• _PROVIDED MATERIAL_:
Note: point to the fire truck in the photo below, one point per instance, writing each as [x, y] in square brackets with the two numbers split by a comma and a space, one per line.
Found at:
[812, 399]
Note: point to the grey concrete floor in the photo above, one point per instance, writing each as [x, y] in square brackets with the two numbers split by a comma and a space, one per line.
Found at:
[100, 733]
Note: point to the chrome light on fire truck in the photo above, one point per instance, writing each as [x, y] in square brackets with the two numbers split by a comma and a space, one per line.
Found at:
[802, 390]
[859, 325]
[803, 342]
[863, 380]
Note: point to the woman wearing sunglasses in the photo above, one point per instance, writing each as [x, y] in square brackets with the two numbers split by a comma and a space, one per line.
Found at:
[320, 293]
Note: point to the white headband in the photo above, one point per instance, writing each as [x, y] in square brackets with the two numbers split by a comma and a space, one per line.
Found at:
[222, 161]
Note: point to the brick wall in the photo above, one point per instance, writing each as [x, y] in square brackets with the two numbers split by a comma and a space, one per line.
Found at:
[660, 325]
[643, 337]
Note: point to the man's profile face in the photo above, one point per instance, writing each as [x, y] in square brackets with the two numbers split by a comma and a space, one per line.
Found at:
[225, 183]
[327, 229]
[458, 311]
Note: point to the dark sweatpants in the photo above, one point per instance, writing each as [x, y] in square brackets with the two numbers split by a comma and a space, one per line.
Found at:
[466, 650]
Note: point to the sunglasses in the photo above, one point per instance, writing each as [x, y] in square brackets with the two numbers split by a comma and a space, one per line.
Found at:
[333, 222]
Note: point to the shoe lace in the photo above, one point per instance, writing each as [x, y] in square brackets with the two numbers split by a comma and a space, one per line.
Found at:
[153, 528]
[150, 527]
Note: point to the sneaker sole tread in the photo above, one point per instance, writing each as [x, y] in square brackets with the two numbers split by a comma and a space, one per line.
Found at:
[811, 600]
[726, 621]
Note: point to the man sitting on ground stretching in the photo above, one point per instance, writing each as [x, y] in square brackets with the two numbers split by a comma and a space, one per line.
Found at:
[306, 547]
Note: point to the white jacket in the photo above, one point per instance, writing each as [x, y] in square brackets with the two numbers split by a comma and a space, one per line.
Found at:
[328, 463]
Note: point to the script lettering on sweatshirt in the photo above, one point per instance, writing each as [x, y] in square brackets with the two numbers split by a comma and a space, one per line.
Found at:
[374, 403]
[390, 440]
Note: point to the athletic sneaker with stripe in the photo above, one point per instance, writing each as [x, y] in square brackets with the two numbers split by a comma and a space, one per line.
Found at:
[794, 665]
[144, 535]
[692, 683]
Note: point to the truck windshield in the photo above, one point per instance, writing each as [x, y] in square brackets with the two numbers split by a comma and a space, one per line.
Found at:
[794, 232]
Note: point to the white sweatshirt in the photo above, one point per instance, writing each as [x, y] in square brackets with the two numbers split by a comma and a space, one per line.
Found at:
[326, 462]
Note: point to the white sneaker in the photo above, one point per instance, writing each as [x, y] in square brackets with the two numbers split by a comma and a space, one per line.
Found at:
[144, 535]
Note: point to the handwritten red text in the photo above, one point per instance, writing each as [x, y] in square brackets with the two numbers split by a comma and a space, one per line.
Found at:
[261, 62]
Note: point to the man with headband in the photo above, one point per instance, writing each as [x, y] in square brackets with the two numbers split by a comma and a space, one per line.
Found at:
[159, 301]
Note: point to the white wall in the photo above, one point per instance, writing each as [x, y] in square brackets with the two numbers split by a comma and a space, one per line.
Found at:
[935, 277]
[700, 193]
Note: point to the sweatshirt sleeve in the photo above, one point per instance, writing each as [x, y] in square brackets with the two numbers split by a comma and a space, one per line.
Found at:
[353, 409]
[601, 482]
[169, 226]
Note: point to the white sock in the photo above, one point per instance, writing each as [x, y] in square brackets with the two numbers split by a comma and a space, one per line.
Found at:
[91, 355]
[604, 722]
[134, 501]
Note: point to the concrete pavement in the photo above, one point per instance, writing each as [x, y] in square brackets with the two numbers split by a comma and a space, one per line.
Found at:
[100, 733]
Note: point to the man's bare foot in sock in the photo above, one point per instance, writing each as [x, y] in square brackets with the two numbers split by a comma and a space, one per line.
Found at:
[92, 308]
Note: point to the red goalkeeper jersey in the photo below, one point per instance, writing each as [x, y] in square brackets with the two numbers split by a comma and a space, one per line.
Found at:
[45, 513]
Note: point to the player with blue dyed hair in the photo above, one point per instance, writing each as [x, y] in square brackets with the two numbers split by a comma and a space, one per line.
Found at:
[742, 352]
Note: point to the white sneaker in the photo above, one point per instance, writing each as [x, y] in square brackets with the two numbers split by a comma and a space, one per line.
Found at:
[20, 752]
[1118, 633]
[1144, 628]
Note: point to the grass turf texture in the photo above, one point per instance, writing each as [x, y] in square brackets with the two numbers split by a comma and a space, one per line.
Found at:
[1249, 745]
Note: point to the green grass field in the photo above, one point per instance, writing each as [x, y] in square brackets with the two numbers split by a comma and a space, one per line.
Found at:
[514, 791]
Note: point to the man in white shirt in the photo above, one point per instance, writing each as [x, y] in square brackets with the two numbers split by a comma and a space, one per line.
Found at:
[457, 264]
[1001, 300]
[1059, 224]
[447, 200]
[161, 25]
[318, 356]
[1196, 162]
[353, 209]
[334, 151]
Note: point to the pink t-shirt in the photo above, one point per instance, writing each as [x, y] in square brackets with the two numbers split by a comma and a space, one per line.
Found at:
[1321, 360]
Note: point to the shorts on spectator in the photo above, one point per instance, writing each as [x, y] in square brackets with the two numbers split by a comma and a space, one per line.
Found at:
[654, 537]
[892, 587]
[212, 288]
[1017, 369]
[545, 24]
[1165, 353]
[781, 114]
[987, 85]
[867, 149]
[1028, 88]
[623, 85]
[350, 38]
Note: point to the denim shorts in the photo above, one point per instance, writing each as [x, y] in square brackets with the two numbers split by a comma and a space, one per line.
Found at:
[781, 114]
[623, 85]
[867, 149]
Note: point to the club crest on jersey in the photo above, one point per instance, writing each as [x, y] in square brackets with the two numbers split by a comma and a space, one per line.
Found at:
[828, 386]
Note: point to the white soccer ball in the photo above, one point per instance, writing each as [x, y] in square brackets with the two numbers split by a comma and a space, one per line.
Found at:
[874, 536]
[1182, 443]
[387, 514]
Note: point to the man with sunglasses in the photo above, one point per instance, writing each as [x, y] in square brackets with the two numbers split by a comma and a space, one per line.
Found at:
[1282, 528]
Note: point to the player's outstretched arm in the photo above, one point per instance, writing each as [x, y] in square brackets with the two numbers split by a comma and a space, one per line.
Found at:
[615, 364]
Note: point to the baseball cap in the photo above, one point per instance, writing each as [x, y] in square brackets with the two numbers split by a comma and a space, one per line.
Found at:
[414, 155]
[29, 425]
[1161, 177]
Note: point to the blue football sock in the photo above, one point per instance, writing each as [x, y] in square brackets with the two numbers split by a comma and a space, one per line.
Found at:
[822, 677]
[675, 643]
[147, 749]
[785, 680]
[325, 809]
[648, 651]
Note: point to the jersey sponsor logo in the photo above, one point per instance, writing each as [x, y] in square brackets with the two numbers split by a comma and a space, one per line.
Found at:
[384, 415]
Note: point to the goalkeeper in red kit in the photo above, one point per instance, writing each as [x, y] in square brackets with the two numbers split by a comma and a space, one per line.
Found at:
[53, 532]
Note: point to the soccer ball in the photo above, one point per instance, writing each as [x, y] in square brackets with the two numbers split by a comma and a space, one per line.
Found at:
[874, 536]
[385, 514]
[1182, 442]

• _AIM OF THE TASK_:
The entries above must be returned exactly.

• _YOUR RESPONSE_:
Note: point to the fire truck in the photo below, one point per instance, writing each as [x, y] in square brackets with the two numbers split by a comma and a space, one per line.
Found at:
[812, 399]
Note: point to the grey concrete floor in the photo above, one point per instance, writing each as [x, y] in square brackets with the two numbers split by a comma and a space, one per line.
Found at:
[100, 733]
Note: point to the chrome light on fire truck in the photo above, one point per instance, writing each as [x, y] in square brackets with the two numbers split by a comma and a space, one per line.
Found at:
[802, 390]
[859, 325]
[803, 342]
[863, 380]
Note: point to the woman wearing sunglasses in the photo above, one point per instance, writing each as [x, y] in square brackets with the two numbers split by a comma and a space, one per line.
Found at:
[320, 293]
Note: point to the white headband in the photo above, one point per instance, writing each as [x, y] in square brackets with the two numbers split by a comma and a space, one per line.
Found at:
[222, 161]
Note: point to the brick wall in the photo above, one point per instance, writing each as [x, y] in square brackets with the two numbers split by a comma and a space, one per line.
Found at:
[660, 325]
[643, 337]
Note: point to the man's profile face in the photo above, one point per instance, writing each as [x, y] in square brackets with the two numbers split by a comma and a space, one per line.
Found at:
[225, 183]
[327, 229]
[458, 311]
Note: point to the dark sweatpants in the photo above, one point per instance, writing each as [x, y] in square brackets with the two numbers split by a comma and a space, one per line.
Found at:
[466, 650]
Note: point to the sunglasses in the photo above, one point per instance, writing each as [x, y] in square brackets with the two numbers split by a comma and a space, one per line.
Found at:
[333, 222]
Note: point to the shoe lace in the photo above, one point per instance, writing each as [x, y] in square brackets with the two numbers split by a comma and a space, one per line.
Found at:
[153, 528]
[150, 527]
Note: point to the sneaker sole tread in the photo above, one point per instance, writing each as [x, y] in square brackets with the two numbers split by a comma and a space, one per line.
Found at:
[811, 600]
[726, 621]
Note: point to the man sitting on ground stretching in the photo above, one point per instance, writing each as [x, y] in square brackets with the two numbers split by a comma and a space, one per line.
Found at:
[306, 547]
Note: point to the white jacket in the photo above, one point per instance, writing each as [x, y] in square brackets with the two numbers split by a comma and a space, one per line.
Found at:
[328, 463]
Note: point to the script lettering on sweatshirt in the photo above, one point per instance, writing each as [x, y] in square brackets with the two numbers split by a comma and a space, one per line.
Found at:
[374, 403]
[390, 440]
Note: point to the athletic sneaker with stripe in the photo above, one point per instance, writing each as [x, y] in square brackets with the two numbers split by a comma and a space, one per line.
Found at:
[794, 665]
[144, 535]
[692, 683]
Note: point to the truck windshield in the photo above, one point per instance, writing each as [x, y] in square brackets with the two numbers split by a comma and a space, one per line.
Found at:
[794, 232]
Note: point to the white sweatshirt in the photo above, one point per instance, writing each as [x, y] in square brackets with the two numbers split by a comma and a space, one per line.
Found at:
[326, 462]
Note: point to the white sneaker in the photo above, one point per instance, writing each as [x, y] in square brackets with the two numbers split by a comma and a space, one per line.
Found at:
[144, 535]
Note: point to the handwritten red text in the photo above, one point per instance, writing each as [x, y] in square brackets with the two numbers split by a comma and a space, one per line.
Found at:
[261, 62]
Note: point to the man with headband in the photo above, one point per instance, writing each as [x, y] in square brackets with the two numbers split by a comma and a space, one per line.
Found at:
[159, 301]
Note: point to the white wall in the photo above, one point per instance, writing each as [x, y] in square brackets with the two numbers split by a comma and a space, one per line.
Found at:
[935, 277]
[700, 193]
Note: point to the sweatshirt sleeve in the photo above, one point per instance, writing each as [x, y] in square brackets with the two numbers split by a comma and a space, one per line.
Found at:
[353, 409]
[601, 482]
[169, 226]
Note: point to the white sock in the photo above, one point per instance, writing each as [x, y] in square brackets with the two numbers split by a comma and a space, one per line.
Found at:
[91, 355]
[604, 722]
[134, 501]
Note: point to the concrete pavement in the photo above, one point per instance, writing each as [x, y] in square brackets with the two numbers split by a comma and a space, one per line.
Found at:
[100, 733]
Note: point to the man's bare foot in sock in the photo above, one point per instance, writing each as [x, y] in square brackets with the two numbers split by a comma and a space, one per line.
Found at:
[92, 308]
Note: point to the red goalkeeper jersey in the photo below, one point per instance, writing each as [x, y] in square brackets with the two numbers split by a comma and a space, one per line.
Found at:
[45, 513]
Note: point to the player with blue dyed hair in the photo above, one point per instance, writing each as [x, y] in square brackets with the two numbers split by a comma and a space, one per line.
Found at:
[742, 352]
Note: point to the white sneaker in the photo above, one point per instance, writing each as [x, y] in square brackets with the two numbers split by a comma and a space, one per line.
Found at:
[20, 752]
[1118, 633]
[1144, 628]
Note: point to the grass turf texture in the photo above, one point per instance, writing each as [x, y] in square brackets with the two numbers split by a comma and a space, one per line.
Found at:
[1249, 745]
Note: point to the green grass field in the photo above, one point per instance, writing each as [x, y] in square brackets with the two numbers split by a comma and a space, one per line.
Found at:
[514, 791]
Note: point to the man in white shirt in the photo above, one point per instance, writing each as [x, y] in square brackets with the two numbers split by a comma and a space, one per line.
Found at:
[457, 264]
[1001, 300]
[1059, 224]
[447, 200]
[161, 25]
[318, 356]
[1196, 162]
[353, 209]
[334, 151]
Note: point to the pink t-shirt in the photo above, one point per instance, writing each as [x, y] in square brackets with the two numbers split by a comma and a space, one per line.
Found at:
[1321, 360]
Note: point to the shorts on spectator in the photo above, one point per instance, writing each as [x, y] in square brackets with the two numbers split by a comma and a space, one per line.
Found at:
[654, 537]
[892, 587]
[212, 288]
[1017, 369]
[545, 24]
[1165, 353]
[781, 114]
[987, 85]
[867, 149]
[1028, 88]
[623, 85]
[350, 38]
Note: point to the denim shorts in the photo above, one point per instance, writing each as [x, y] in square brackets with the two numbers split by a comma and a space, one per line.
Found at:
[781, 114]
[623, 85]
[867, 149]
Note: point to the club crest on jersey in the photo above, one point per instance, writing each as [x, y] in square brackets with the two numbers split by a comma and a space, one per line.
Found at:
[828, 386]
Note: point to the white soccer ball in the photo above, one point per instance, writing each as [x, y] in square brackets with the two numbers split by a comma and a space, one per line.
Found at:
[874, 536]
[1182, 443]
[387, 514]
Note: point to the man with sunglasses in the photo above, one point per instance, writing each as [x, y] in square brackets with the two numbers split by a comma and a space, one per line.
Found at:
[1282, 528]
Note: point to the player's outstretched arm in the photo above, one point per instance, writing each as [x, y] in square brackets with the two numbers split by a comma and a space, one per line.
Found at:
[615, 364]
Note: point to the baseball cap in the photo above, one point per instance, writing each as [x, y] in square brackets with the two numbers split by a comma and a space, one per line.
Found at:
[414, 155]
[29, 425]
[1161, 177]
Note: point to the blue football sock in the photo above, one point per instance, writing each as [x, y] in square brackets with the two numbers split by a comma and a space, one per line.
Found at:
[822, 677]
[675, 643]
[147, 749]
[785, 680]
[325, 809]
[648, 651]
Note: point to the jersey sponsor logo in the photo above, one point per instance, writing each as [x, y] in square brackets with the two numbers split by a comma and a space, one per line.
Found at:
[384, 415]
Note: point to the goalkeeper in red kit in the photo above, one point per instance, writing each as [x, y] in square brackets with the two numbers split by a comma and a space, one per line.
Found at:
[53, 532]
Note: point to the soccer ball in the photo above, one point per instance, writing each as [x, y] in square brackets with the two numbers split by a comma and a space, one per line.
Found at:
[874, 536]
[385, 514]
[1182, 442]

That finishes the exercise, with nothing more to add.